▶ [What you need to do]:
Stop after the line containing "One point belongs to every instance of the lamp": print each line exactly from the first line of the listing up to that point.

▶ [Given records]:
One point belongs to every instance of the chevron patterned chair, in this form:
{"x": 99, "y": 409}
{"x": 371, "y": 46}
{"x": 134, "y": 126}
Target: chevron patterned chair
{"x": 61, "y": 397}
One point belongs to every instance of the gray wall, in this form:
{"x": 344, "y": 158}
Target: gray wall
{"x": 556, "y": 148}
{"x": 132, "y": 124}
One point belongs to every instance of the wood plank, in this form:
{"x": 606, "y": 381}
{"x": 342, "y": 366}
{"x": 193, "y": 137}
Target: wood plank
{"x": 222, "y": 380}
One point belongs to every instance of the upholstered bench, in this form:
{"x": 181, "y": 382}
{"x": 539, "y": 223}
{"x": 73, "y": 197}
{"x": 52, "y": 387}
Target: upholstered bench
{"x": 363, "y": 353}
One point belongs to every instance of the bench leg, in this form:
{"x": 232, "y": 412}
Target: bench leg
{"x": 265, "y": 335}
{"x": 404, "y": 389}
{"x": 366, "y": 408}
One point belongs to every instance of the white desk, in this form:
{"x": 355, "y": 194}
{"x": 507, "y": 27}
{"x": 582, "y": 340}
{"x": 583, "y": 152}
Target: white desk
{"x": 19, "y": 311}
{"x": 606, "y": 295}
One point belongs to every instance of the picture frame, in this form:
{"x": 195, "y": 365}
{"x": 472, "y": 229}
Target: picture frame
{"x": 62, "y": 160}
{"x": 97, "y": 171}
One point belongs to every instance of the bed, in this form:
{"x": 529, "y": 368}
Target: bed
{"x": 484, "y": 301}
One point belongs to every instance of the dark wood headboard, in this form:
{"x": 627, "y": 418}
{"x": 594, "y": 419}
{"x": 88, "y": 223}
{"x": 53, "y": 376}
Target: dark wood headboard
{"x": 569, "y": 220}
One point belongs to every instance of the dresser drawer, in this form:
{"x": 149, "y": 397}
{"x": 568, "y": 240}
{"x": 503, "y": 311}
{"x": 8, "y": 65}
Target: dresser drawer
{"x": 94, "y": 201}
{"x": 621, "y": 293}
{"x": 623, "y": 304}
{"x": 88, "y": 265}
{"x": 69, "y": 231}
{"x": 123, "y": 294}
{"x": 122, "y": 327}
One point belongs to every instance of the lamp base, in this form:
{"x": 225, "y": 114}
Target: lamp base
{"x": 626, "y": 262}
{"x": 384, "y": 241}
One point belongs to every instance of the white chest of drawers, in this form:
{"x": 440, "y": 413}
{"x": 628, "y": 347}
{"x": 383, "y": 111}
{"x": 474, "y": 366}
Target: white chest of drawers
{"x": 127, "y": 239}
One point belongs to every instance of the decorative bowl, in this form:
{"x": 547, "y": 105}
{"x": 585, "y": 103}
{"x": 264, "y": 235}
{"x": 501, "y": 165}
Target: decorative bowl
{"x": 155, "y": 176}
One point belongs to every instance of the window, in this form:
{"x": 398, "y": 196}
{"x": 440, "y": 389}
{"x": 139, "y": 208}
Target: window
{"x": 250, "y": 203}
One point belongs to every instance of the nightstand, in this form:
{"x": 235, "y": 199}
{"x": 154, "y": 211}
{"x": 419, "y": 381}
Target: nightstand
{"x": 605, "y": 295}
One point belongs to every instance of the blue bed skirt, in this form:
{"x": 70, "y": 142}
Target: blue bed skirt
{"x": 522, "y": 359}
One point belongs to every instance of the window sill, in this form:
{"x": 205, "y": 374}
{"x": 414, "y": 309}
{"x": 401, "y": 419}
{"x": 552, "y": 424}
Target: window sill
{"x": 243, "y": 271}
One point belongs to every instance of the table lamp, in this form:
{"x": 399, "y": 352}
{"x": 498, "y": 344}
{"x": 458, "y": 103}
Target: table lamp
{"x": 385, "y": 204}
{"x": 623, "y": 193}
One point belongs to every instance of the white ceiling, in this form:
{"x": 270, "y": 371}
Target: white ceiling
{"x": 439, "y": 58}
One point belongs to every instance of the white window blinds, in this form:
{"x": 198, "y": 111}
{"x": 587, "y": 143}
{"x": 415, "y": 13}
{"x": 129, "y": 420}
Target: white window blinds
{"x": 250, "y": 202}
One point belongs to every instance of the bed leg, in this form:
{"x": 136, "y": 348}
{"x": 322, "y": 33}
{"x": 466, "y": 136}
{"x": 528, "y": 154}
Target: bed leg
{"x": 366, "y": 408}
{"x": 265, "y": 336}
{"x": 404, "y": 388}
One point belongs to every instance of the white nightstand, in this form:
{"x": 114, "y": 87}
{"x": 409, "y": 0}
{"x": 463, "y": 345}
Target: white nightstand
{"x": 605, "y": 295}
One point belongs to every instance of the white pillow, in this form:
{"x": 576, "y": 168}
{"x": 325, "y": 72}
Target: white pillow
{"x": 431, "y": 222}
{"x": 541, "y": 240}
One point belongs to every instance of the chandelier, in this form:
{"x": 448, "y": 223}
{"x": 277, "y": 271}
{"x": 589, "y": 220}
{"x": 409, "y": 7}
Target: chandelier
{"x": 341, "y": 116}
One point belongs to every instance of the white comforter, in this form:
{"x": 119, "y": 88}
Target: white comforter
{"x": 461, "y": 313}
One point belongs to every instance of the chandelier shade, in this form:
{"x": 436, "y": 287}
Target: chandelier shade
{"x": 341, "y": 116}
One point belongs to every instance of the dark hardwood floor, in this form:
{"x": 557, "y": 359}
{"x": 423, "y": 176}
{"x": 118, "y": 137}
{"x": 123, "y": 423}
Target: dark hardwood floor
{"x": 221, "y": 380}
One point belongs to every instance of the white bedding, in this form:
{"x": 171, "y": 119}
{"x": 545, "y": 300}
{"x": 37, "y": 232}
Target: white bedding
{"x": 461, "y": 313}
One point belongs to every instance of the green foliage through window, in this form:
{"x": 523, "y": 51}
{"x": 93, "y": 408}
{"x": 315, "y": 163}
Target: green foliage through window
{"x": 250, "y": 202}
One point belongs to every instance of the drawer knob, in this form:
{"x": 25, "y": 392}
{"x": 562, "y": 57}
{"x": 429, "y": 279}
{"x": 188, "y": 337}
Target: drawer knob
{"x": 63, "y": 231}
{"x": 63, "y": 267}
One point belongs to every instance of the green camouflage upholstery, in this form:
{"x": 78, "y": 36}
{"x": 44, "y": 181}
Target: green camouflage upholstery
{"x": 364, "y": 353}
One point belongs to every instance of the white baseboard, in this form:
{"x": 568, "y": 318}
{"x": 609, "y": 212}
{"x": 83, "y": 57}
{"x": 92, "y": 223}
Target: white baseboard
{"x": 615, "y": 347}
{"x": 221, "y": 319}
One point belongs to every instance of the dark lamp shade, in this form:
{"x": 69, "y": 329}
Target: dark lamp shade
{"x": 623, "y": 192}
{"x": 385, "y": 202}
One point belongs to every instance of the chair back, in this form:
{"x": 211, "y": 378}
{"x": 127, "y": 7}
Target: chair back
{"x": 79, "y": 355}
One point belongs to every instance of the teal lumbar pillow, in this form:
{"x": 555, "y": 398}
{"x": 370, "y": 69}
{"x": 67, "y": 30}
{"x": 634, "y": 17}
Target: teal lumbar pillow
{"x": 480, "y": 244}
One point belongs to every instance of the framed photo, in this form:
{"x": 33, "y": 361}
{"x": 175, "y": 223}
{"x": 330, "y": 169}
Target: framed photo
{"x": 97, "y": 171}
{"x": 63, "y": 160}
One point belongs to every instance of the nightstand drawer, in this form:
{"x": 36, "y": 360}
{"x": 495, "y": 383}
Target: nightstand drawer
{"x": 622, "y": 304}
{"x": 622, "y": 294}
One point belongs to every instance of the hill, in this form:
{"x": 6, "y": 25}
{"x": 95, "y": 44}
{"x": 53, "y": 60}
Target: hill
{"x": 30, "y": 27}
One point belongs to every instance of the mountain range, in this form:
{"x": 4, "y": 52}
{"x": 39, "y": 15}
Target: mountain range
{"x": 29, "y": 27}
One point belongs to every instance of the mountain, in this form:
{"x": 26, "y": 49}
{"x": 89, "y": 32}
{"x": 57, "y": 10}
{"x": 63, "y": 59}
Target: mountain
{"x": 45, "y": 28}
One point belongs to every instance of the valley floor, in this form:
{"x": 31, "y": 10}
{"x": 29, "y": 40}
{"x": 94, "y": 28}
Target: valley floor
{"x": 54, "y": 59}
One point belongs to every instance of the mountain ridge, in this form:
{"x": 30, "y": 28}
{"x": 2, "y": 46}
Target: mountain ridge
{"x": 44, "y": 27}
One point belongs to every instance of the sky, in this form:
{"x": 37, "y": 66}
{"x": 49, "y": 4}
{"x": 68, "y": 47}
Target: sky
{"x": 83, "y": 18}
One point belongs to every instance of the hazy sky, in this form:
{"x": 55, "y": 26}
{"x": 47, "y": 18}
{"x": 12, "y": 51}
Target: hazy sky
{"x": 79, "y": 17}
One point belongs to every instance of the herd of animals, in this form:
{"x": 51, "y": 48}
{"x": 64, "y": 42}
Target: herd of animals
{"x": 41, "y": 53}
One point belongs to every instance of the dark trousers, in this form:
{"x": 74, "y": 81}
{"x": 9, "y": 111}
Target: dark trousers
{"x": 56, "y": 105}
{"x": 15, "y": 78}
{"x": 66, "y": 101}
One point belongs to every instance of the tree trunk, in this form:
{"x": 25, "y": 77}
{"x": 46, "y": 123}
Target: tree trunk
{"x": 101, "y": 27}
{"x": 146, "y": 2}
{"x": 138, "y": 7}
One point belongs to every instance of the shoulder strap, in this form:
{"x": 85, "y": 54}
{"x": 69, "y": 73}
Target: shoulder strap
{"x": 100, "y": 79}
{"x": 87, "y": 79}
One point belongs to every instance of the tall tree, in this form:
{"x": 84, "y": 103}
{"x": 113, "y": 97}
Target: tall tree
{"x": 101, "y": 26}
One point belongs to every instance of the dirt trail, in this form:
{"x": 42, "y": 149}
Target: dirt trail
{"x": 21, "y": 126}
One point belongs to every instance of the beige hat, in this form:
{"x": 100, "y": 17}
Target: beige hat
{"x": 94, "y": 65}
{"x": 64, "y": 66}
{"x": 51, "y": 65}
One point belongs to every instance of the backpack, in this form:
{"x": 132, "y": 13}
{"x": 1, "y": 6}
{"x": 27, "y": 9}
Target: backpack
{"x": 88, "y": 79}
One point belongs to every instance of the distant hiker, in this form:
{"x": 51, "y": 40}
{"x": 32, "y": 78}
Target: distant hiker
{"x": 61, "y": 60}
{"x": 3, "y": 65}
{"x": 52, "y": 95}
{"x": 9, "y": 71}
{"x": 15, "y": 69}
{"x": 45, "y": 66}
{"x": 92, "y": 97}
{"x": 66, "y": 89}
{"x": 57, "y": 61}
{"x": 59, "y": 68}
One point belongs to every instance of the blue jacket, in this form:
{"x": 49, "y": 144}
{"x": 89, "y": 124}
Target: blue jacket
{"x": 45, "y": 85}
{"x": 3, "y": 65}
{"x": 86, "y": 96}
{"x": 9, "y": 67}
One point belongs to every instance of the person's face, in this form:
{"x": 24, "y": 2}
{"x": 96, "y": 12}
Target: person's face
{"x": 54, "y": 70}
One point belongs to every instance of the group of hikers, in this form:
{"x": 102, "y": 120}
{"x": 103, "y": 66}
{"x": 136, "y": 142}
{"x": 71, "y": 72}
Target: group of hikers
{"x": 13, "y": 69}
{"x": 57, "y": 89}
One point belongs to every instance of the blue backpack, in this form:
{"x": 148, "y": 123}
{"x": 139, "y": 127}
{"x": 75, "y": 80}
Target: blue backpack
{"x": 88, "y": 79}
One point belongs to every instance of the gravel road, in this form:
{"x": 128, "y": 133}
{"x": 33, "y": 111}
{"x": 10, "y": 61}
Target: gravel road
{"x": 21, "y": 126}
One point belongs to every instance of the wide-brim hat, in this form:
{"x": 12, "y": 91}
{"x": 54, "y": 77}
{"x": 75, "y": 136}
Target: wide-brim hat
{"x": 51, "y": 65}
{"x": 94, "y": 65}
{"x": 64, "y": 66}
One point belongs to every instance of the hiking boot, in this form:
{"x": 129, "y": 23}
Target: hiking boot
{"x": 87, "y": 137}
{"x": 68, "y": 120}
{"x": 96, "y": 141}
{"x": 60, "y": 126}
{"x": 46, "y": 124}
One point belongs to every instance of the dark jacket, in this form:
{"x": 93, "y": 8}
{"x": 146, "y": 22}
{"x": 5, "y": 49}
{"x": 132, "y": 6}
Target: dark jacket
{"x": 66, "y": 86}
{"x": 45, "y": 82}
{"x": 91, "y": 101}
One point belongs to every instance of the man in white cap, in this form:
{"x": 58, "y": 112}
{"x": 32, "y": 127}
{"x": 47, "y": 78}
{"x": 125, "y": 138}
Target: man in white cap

▶ [Result below]:
One point belongs to every instance of the chevron patterned chair, in this form:
{"x": 99, "y": 409}
{"x": 371, "y": 46}
{"x": 134, "y": 126}
Target: chevron patterned chair
{"x": 61, "y": 397}
One point belongs to every instance of the gray wall, in this form:
{"x": 344, "y": 158}
Target: gray wall
{"x": 556, "y": 148}
{"x": 132, "y": 124}
One point belongs to every instance of the wood plank, in this form:
{"x": 606, "y": 381}
{"x": 342, "y": 366}
{"x": 193, "y": 137}
Target: wood plank
{"x": 222, "y": 380}
One point belongs to every instance of the upholstered bench, in this form:
{"x": 181, "y": 382}
{"x": 539, "y": 223}
{"x": 73, "y": 197}
{"x": 52, "y": 387}
Target: upholstered bench
{"x": 363, "y": 353}
One point belongs to every instance of the bench leg, in this form:
{"x": 232, "y": 412}
Target: bench leg
{"x": 265, "y": 335}
{"x": 404, "y": 389}
{"x": 366, "y": 408}
One point belongs to every instance of the white desk, in this form:
{"x": 355, "y": 194}
{"x": 507, "y": 27}
{"x": 582, "y": 340}
{"x": 583, "y": 152}
Target: white desk
{"x": 19, "y": 311}
{"x": 606, "y": 295}
One point belongs to every instance of the picture frame, in this form:
{"x": 195, "y": 365}
{"x": 472, "y": 229}
Target: picture frame
{"x": 62, "y": 160}
{"x": 97, "y": 171}
One point belongs to every instance of the bed, in this form:
{"x": 529, "y": 368}
Target: bed
{"x": 484, "y": 301}
One point belongs to every instance of the dark wood headboard, in this form:
{"x": 627, "y": 418}
{"x": 594, "y": 419}
{"x": 88, "y": 223}
{"x": 53, "y": 376}
Target: dark wood headboard
{"x": 569, "y": 220}
One point belongs to every instance of the dresser drawer, in this form:
{"x": 149, "y": 397}
{"x": 568, "y": 240}
{"x": 503, "y": 311}
{"x": 8, "y": 65}
Target: dresser drawer
{"x": 94, "y": 201}
{"x": 621, "y": 293}
{"x": 623, "y": 304}
{"x": 88, "y": 265}
{"x": 69, "y": 231}
{"x": 123, "y": 294}
{"x": 122, "y": 327}
One point belongs to every instance of the lamp base, in this form:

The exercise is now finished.